Task to complete: Which of the lines below holds the string "bunch"? Copy every line that does.
--- START ---
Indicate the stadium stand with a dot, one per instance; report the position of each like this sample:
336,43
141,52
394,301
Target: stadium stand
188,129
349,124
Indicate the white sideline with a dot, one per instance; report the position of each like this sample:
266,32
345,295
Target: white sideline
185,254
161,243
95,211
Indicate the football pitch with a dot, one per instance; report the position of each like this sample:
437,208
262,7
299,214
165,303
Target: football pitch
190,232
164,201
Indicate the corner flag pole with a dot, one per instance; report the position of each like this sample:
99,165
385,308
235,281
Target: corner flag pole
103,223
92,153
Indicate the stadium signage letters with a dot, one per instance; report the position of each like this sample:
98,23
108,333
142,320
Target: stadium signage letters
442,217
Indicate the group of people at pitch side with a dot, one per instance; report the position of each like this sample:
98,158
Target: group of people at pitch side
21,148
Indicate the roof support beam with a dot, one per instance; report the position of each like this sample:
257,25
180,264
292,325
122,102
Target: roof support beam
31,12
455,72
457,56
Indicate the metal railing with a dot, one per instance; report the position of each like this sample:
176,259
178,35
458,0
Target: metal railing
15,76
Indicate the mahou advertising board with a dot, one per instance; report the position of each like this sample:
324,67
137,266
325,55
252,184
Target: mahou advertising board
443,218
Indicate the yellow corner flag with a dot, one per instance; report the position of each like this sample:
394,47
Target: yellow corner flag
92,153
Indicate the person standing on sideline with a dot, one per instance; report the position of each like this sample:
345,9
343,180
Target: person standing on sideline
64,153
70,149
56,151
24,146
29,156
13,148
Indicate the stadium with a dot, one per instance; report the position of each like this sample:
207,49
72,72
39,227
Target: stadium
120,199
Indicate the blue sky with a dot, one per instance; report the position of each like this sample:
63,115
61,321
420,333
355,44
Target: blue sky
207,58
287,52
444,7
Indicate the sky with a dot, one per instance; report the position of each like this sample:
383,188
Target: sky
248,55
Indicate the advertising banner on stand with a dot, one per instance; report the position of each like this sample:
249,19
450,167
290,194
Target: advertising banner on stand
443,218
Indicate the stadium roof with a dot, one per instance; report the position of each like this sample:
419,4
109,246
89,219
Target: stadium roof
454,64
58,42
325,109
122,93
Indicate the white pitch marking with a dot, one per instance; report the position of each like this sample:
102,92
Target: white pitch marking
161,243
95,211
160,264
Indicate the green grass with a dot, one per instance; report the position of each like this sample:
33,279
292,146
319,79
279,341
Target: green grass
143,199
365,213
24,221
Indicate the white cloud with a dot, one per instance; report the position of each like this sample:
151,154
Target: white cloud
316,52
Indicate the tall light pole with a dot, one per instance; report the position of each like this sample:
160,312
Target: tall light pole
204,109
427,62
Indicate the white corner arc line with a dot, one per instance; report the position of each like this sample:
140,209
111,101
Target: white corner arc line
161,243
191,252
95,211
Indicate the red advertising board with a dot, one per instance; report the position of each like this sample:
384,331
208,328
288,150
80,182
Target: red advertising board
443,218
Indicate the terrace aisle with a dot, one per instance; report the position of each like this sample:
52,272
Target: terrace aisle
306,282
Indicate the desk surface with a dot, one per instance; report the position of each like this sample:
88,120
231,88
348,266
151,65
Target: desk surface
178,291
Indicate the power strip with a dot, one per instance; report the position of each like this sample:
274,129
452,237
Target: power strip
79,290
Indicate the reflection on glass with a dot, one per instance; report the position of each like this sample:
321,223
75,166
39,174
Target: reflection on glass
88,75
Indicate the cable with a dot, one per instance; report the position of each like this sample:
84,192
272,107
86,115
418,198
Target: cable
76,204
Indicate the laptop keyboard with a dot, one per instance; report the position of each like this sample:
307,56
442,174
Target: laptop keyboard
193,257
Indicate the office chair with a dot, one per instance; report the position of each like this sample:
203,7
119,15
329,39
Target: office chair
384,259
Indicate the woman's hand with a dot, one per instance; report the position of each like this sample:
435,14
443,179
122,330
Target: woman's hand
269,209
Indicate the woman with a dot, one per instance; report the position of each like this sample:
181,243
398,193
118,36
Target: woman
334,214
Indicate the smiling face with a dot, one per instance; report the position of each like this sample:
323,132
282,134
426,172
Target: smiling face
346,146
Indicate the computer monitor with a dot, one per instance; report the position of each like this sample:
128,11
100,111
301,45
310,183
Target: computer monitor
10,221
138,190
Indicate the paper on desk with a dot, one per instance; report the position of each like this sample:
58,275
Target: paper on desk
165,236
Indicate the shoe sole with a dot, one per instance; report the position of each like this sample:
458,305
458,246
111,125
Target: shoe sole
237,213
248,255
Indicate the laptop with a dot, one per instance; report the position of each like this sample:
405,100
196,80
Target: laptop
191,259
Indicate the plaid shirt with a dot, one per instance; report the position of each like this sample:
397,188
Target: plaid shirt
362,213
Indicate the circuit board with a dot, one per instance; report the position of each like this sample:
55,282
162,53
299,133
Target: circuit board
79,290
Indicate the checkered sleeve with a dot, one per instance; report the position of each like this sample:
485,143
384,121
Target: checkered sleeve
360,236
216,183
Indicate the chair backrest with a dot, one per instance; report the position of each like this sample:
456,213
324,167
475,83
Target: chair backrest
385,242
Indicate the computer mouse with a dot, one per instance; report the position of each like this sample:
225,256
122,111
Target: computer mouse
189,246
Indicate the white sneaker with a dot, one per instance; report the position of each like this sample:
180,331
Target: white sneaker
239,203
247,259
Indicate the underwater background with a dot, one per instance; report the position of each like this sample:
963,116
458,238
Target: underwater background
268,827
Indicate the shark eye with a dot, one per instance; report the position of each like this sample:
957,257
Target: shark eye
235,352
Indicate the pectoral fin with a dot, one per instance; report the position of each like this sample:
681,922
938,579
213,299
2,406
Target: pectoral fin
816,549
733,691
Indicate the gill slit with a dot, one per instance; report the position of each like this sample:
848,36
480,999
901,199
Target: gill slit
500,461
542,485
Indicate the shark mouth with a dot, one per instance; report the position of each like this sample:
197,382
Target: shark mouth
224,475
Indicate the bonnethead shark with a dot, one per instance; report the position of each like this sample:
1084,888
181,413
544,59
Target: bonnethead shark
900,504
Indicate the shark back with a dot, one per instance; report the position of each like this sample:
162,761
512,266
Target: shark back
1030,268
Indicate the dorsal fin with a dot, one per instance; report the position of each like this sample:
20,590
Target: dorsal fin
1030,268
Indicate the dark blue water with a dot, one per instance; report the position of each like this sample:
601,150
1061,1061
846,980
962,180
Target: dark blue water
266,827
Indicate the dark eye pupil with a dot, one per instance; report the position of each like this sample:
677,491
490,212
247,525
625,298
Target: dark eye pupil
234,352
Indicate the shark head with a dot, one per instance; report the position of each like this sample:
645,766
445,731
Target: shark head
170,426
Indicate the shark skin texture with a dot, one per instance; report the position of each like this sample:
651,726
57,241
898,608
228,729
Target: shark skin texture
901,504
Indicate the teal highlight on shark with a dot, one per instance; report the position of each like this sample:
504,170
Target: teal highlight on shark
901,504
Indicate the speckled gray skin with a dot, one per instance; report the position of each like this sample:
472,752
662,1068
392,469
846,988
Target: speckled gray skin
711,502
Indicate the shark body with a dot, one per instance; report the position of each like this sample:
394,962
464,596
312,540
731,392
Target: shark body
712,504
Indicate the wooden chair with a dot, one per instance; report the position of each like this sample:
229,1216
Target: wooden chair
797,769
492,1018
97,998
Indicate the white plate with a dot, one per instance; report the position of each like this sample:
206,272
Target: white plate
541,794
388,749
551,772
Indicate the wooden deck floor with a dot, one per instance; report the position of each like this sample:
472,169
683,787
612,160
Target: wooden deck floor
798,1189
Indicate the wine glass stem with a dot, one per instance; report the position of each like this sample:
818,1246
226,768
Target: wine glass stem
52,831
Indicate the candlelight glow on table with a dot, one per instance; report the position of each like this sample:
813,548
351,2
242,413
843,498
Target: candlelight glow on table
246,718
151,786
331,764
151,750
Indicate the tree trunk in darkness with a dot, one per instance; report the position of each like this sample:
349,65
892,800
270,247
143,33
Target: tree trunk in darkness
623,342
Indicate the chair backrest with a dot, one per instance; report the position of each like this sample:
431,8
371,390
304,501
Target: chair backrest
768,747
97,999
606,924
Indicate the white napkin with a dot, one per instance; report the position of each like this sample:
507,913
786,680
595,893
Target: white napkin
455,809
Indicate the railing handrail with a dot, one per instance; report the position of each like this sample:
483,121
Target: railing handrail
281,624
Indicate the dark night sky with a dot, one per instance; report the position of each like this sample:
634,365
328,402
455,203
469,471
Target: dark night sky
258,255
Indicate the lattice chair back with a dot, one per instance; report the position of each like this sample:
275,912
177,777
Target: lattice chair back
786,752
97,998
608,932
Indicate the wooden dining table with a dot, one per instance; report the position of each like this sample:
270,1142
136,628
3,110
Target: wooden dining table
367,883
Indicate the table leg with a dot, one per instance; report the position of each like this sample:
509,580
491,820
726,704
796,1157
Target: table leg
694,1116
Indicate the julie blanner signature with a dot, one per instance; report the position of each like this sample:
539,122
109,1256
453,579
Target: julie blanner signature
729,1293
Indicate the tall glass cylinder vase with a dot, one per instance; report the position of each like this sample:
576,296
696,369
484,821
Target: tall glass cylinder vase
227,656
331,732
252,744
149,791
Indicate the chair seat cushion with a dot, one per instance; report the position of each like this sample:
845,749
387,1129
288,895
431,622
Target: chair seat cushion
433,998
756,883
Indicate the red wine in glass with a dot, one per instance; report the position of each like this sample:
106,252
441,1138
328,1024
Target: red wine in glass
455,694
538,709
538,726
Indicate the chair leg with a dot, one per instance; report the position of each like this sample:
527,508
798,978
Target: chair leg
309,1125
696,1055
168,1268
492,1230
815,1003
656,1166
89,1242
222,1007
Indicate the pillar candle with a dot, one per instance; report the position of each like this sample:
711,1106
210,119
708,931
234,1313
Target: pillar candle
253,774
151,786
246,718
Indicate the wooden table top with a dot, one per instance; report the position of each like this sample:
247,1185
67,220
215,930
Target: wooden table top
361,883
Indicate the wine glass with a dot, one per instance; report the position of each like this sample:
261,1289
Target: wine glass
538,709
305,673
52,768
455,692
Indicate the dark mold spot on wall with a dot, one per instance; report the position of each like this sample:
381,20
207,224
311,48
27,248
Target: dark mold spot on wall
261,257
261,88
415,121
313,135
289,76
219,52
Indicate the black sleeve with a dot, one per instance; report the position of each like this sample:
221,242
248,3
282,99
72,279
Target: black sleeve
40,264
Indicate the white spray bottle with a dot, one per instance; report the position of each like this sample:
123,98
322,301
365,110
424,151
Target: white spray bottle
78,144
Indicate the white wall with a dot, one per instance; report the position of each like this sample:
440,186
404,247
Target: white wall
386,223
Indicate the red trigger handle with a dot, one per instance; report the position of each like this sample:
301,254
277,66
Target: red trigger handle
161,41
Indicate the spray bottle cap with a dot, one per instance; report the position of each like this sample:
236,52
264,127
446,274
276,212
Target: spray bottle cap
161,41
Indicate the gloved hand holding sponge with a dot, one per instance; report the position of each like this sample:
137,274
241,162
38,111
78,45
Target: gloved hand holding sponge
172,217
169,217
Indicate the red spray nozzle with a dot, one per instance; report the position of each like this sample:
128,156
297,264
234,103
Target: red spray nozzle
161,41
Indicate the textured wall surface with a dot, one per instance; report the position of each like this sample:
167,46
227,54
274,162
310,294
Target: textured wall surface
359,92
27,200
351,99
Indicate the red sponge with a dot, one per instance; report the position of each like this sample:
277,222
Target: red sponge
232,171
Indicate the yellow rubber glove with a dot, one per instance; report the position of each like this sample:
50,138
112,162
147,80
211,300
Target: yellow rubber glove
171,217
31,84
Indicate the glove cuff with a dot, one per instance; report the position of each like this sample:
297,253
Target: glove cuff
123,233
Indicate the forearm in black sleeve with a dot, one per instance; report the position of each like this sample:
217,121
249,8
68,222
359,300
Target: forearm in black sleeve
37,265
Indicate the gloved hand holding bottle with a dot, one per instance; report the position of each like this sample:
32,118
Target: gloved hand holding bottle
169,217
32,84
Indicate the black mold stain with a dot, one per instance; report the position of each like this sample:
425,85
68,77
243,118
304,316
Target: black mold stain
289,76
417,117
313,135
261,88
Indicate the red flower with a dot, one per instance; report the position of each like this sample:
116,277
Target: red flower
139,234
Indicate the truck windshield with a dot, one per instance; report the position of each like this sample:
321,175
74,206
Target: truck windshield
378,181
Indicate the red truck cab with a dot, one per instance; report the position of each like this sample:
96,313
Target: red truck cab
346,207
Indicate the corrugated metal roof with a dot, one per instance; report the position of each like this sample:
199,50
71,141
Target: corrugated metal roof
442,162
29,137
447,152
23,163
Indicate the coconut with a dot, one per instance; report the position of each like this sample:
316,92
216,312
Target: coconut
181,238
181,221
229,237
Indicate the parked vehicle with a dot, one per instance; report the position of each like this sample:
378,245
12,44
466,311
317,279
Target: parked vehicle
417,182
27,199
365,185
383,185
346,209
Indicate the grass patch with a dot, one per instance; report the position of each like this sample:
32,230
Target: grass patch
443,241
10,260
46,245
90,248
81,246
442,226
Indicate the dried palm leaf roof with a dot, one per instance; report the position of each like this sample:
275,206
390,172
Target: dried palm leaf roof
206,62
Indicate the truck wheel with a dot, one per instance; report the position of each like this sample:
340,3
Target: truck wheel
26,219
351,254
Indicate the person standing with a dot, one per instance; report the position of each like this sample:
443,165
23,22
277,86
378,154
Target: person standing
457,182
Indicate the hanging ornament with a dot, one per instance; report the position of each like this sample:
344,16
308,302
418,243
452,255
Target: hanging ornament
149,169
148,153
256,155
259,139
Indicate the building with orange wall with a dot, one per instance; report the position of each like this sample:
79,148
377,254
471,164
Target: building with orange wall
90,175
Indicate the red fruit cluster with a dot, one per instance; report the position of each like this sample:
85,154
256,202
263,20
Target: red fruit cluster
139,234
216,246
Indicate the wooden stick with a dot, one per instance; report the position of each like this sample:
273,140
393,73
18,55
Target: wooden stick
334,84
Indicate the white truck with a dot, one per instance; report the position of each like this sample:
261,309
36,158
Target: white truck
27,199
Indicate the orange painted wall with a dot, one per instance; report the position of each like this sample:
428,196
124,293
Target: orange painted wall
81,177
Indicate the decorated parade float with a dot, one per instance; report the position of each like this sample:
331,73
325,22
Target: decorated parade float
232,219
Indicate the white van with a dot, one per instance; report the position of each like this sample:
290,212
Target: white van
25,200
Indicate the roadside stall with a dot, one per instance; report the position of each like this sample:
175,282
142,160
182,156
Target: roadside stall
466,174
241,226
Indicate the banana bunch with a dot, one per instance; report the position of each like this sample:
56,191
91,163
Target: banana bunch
--- END ---
Response to the exercise:
Indicate the banana bunch with a dot, one per instance; report the position of each like this sample:
Target: banana bunch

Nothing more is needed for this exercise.